_Problem requirements_
Render every line of the records below as a Markdown table with two columns, Row and Line, numbering each nonblank line in sequence and omitting blank lines. Exclude the pictures from the table.

= = =

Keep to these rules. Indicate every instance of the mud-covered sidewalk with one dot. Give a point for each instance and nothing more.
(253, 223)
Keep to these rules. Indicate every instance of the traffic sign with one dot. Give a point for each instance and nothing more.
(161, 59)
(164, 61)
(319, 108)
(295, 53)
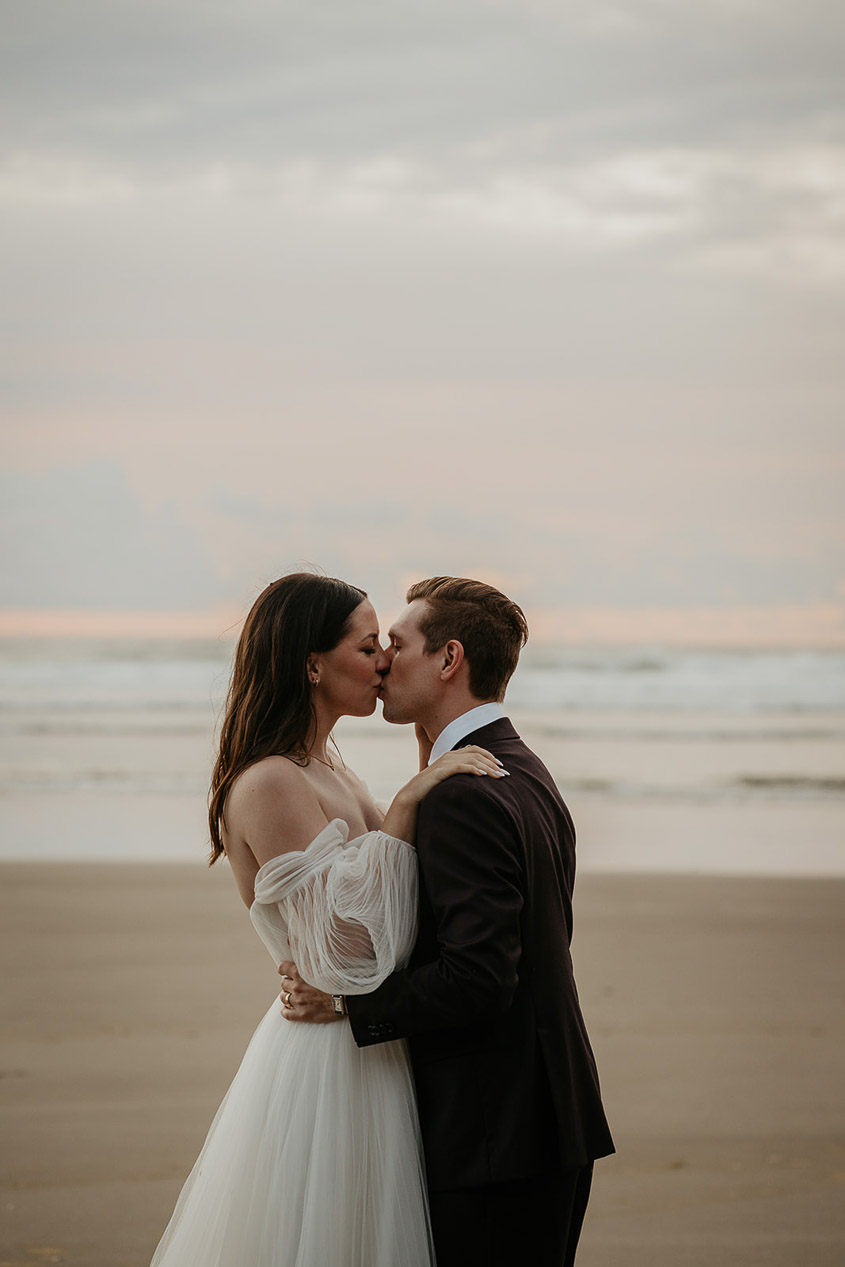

= = =

_Complete output_
| Row | Line |
|---|---|
| 1 | Keep to these rules. Indicate every instance of the mud-covered sidewalk with one dot. Give a point for each instance and nothing more. |
| 2 | (253, 223) |
| 3 | Keep to these rules. Indicate every instance of the traffic sign with one dot. Give a point for each instance and nothing more. |
| 4 | (161, 59) |
| 5 | (164, 61) |
| 6 | (319, 108) |
| 7 | (295, 53) |